Textauszug -
^^^^^^^^
Heidelberg. Die Terroranschläge der Hamas gegen Israel am 7. Oktober haben Sprengstoff in die Beziehung von Juden, Muslimen und auch Christen gelegt – auf der gesamten Welt. Während im Gazastreifen Krieg geführt wird, gehen in Heidelberg die Bemühungen um Verständnis und Toleranz zwischen den Religionen unvermindert oder sogar noch intensiver weiter. Weithin sichtbar soll das bald auch mit einem Gebäude werden: Eine Jury hat kürzlich bestimmt, welche (Fassaden-) Entwürfe beim Neubau der Muslimischen Akademie zum Zuge kommen sollen.

Es soll eine bundesweit und international einzigartige Einrichtung und ein besonderer Ort der Begegnung werden: In Heidelbergs jüngstem Stadtteil, der Bahnstadt, entsteht die Muslimische Akademie. Wie das Gebäude zwischen Promenade und Langem Anger, gegenüber eines großen Baumarkts und schräg gegenüber eines Einrichtungshauses, einmal aussehen könnte, wird in einem mehrstufigen Verfahren ermittelt.

Muslimischen Akademie als Ort der Bildung und Demokratie

Neben einem Kongressraum sind vier Seminarräume, Übernachtungsmöglichkeiten für 33 Teilnehmer von Seminaren, Kantine und Küche vorgesehen. „Wichtig war uns, dass das Gebäude neugierig machen sollte auf das, was drinnen geschieht“, nennt Yasemin Soylu, Geschäftsführerin der Muslimischen Akademie, die Idee. Ein Café im Erdgeschoss, das den Menschen nicht nur des Stadtteils offen steht, kann man sich ebenfalls vorstellen.

MHD_Muslimische_Akademie_1 © Muslimische Akademie

„Wir bauen keine Moschee, sondern ein Bildungshaus“, betonte die Geschäftsführerin gegenüber dieser Redaktion. Die Akademie hatte den Wettbewerb im Dezember 2022 gemeinsam mit der Stadt Heidelberg und der Internationalen Bauausstellung (IBA) Heidelberg ausgelobt. 130 Planungsteams hatten sich beworben, erste Ideen zu dem Gebäude zu entwickeln. 20 von ihnen wurden ausgelost und zehn weitere Büros direkt eingeladen. 25 Entwürfe wurden eingereicht.
^^^^^^^^
Datenzeilen -
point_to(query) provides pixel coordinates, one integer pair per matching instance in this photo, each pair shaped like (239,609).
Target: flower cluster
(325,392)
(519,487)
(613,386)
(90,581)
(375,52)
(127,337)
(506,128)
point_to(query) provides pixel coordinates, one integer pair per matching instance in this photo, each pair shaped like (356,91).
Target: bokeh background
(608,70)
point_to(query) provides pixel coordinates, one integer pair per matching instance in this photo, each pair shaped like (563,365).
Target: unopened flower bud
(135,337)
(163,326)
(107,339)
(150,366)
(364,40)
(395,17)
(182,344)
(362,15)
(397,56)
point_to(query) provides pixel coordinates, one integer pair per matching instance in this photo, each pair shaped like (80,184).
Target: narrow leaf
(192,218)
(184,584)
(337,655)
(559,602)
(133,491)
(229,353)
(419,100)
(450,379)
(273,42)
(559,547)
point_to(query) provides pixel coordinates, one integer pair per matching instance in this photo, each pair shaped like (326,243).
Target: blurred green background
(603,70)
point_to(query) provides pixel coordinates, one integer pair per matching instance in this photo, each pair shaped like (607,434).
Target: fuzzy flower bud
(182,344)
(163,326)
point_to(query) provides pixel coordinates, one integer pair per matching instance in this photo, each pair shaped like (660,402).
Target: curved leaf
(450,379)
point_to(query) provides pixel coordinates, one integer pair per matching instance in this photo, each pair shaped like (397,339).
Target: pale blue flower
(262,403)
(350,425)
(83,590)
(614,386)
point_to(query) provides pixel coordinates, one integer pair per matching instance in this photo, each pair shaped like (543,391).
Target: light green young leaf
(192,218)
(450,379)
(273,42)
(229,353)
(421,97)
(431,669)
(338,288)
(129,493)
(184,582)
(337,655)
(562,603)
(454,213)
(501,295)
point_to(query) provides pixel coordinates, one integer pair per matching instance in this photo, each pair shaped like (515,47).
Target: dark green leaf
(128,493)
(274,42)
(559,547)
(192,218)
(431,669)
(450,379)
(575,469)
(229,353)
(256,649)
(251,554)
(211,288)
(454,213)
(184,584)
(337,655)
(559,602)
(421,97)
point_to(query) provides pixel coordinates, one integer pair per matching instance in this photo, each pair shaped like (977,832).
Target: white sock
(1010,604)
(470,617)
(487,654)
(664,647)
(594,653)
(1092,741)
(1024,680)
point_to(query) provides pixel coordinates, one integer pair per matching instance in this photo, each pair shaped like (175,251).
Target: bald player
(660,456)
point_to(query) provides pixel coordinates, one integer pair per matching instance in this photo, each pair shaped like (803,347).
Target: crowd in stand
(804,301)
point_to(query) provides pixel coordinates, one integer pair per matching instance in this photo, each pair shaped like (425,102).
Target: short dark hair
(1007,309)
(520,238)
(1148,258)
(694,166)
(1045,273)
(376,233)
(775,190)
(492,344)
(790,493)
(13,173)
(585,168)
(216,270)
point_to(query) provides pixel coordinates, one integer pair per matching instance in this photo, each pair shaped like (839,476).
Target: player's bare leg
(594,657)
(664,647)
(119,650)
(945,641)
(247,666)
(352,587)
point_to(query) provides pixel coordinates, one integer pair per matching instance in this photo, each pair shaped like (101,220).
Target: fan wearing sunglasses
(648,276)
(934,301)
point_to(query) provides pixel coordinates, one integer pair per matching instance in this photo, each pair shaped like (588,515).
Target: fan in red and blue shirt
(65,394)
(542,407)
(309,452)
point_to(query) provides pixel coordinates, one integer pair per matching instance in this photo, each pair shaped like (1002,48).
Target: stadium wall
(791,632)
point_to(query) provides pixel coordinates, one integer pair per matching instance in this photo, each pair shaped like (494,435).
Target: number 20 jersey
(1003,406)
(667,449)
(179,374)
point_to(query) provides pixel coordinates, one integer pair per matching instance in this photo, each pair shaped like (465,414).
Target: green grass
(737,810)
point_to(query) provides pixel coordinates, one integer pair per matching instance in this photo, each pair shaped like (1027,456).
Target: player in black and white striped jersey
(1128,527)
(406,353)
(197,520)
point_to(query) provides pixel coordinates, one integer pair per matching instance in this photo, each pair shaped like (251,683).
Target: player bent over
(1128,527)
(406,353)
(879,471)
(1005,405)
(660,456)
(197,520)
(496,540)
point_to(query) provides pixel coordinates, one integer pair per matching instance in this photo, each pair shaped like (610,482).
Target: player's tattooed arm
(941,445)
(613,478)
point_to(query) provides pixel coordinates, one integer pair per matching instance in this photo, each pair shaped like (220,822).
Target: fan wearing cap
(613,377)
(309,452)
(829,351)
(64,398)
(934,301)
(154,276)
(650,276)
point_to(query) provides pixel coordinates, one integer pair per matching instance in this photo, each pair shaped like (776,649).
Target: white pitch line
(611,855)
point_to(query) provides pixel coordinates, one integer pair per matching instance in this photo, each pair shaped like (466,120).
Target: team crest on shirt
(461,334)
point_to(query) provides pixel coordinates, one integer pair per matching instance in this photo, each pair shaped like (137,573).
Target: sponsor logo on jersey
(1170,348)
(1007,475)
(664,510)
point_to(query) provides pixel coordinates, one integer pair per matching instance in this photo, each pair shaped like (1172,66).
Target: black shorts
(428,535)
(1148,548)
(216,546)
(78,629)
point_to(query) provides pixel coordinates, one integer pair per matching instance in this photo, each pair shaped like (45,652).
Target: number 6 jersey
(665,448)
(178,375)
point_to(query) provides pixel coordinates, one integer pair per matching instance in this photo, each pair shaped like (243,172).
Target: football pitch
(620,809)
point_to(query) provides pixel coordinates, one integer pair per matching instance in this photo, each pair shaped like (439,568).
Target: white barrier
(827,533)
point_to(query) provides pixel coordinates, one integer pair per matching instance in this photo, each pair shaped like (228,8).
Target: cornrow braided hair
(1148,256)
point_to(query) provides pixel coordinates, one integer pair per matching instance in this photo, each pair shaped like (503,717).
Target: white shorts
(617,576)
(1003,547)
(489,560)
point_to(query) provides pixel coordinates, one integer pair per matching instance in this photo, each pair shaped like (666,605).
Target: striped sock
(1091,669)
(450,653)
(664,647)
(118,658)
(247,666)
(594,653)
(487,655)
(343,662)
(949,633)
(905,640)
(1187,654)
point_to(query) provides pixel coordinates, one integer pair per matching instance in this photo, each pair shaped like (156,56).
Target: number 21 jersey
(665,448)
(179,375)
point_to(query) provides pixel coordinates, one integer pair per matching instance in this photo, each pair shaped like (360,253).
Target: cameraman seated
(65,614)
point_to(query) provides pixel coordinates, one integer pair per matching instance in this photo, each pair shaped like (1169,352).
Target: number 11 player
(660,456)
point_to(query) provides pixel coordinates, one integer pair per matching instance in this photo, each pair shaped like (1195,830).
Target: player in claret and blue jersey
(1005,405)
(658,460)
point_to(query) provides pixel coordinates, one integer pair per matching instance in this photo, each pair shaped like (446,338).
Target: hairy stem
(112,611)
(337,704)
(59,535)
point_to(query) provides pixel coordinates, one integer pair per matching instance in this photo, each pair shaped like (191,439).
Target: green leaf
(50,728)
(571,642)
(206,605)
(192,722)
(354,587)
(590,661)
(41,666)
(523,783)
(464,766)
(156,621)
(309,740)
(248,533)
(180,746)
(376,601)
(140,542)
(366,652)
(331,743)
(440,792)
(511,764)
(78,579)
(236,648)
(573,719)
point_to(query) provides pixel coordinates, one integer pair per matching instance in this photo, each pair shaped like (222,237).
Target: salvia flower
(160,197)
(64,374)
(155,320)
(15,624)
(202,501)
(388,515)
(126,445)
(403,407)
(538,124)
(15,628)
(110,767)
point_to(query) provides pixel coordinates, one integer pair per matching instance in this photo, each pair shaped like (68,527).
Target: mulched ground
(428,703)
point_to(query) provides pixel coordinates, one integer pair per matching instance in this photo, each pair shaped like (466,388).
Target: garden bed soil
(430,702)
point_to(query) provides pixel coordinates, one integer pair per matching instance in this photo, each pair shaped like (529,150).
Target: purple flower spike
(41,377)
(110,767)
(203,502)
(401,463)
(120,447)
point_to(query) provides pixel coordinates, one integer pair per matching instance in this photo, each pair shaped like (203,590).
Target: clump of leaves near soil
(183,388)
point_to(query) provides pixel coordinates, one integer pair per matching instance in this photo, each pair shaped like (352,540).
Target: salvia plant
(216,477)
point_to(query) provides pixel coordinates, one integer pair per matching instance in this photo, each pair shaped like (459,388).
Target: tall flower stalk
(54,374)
^^^^^^^^
Aufgabe 1 -
Für wie viele Seminarteilnehmer sieht der Textauszug Übernachtungsmöglichkeiten vor?
Aufgabe 2 -
Gib den Abschnitt des Textauszugs wortgetreu wieder, beginnend bei „Heidelberg. Die Terroranschläge“ und endend bei „Zuge kommen sollen.“.

Ergebnis 1 -
Für 33 Teilnehmer von Seminaren.

Ergebnis 2 -
Heidelberg. Die Terroranschläge der Hamas gegen Israel am 7. Oktober haben Sprengstoff in die Beziehung von Juden, Muslimen und auch Christen gelegt – auf der gesamten Welt. Während im Gazastreifen Krieg geführt wird, gehen in Heidelberg die Bemühungen um Verständnis und Toleranz zwischen den Religionen unvermindert oder sogar noch intensiver weiter. Weithin sichtbar soll das bald auch mit einem Gebäude werden: Eine Jury hat kürzlich bestimmt, welche (Fassaden-) Entwürfe beim Neubau der Muslimischen Akademie zum Zuge kommen sollen.